### TO BE DONE
(1) In the text on contextual theology and its mission series, what prompts the theology of mission, missional ecclesiology, and public ethics to try to provide a larger framework for missiology, and what do they create?
(2) Can you reproduce the passage of the text on contextual theology and its mission series from "This volume offers" up to and including "and challenging read.", word for word?

### TEXT SECTION
■ ■ ■ ■ ■ ■ ■

This volume offers thoughtful and sometimes provocative reflection on contextual theology for our era. Contextual theology is both critiqued and affirmed as the authors, who span a range of continents and contexts, wrestle with just how theology can be in dialogue with daily life. New agendas for engaging with culture, Christology, and theological education are also suggested. This collection of essays is indeed a stimulating and challenging read.
—Cathy Ross
Tutor in Contextual Theology, Ripon College, Cuddesdon, Oxford
Christians in the twenty-first-century must no longer engage in mission or do theology that is not faithful to Christ and relevant to their context. Steve Bevans’s illuminating essays accompanied by other voices should be heard as important steps as we join God’s missional journey in this century. With some critique of the past and hope for the future we are reminded that contextual theology has never been more important for our understanding and practice of mission.
—Darrell Whiteman
Vice President of The Mission Society, and former Professor and Dean of the E. Stanley Jones School of World Mission and Evangelism, Asbury Theological Seminary
Missional Church, Public Theology, World Christianity
Stephen Bevans, Paul S. Chung, Veli-Matti Kärkkäinen and Craig L. Nessan, Series Editors
In the midst of globalization there is crisis as well as opportunity. A model of God’s mission is of special significance for ecclesiology and public theology when explored in diverse perspectives and frameworks in the postcolonial context of World Christianity. In the face of the new, complex global civilization characterized by the Second Axial Age, the theology of mission, missional ecclesiology, and public ethics endeavor to provide a larger framework for missiology in interaction with our social, multicultural, political, economic, and intercivilizational situation; they create ways to refurbish mission as constructive theology in critical and creative engagement with cultural anthropology, world religions, prophetic theology, postcolonial hermeneutics, and contextual theologies of World Christianity. Such endeavors play a critical role in generating theological, missional, social-ethical alternatives to the reality of Empire—a reality characterized by civilizational conflict, and by the complex system of a colonized lifeworld that is embedded within practices of greed, dominion, and ecological devastation. This series—Missional Church, Public Theology, World Christianity—invites scholars to promote alternative church practices for life-enhancing culture and for evangelization as telling the truth in the public sphere, especially in solidarity with those on the margins and in ecological stewardship for the lifeworld.

■ ■ ■ ■ ■ ■ ■

### GIVEN INFORMATION
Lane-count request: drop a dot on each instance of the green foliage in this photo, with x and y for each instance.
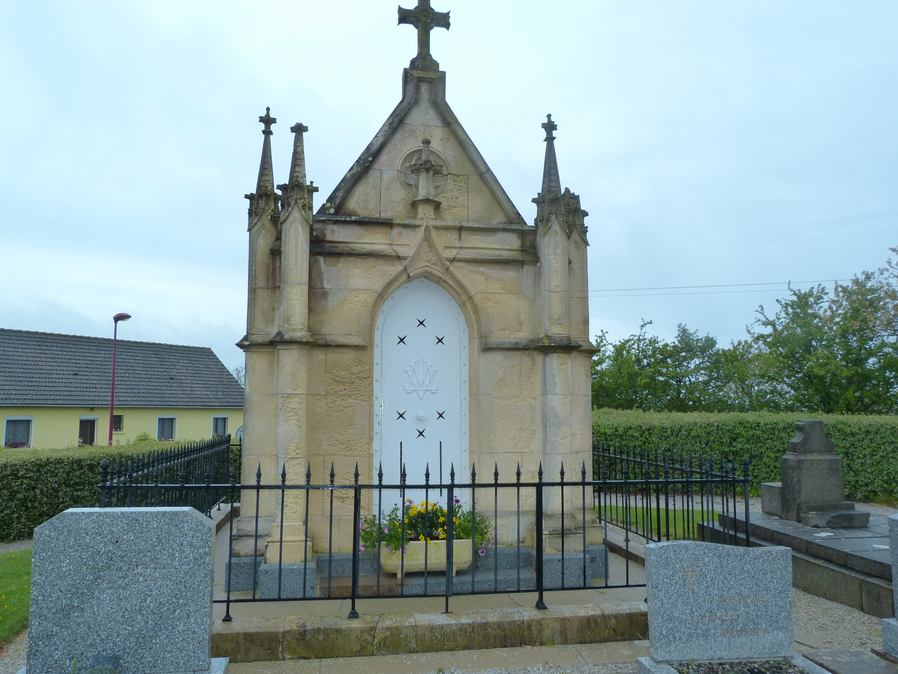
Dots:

■ ■ ■ ■ ■ ■ ■

### TASK ANSWERS
(1) They act in the face of the new, complex global civilization characterized by the Second Axial Age. They create ways to refurbish mission as constructive theology in critical and creative engagement with cultural anthropology, world religions, prophetic theology, postcolonial hermeneutics, and contextual theologies of World Christianity.

(2)
This volume offers thoughtful and sometimes provocative reflection on contextual theology for our era. Contextual theology is both critiqued and affirmed as the authors, who span a range of continents and contexts, wrestle with just how theology can be in dialogue with daily life. New agendas for engaging with culture, Christology, and theological education are also suggested. This collection of essays is indeed a stimulating and challenging read.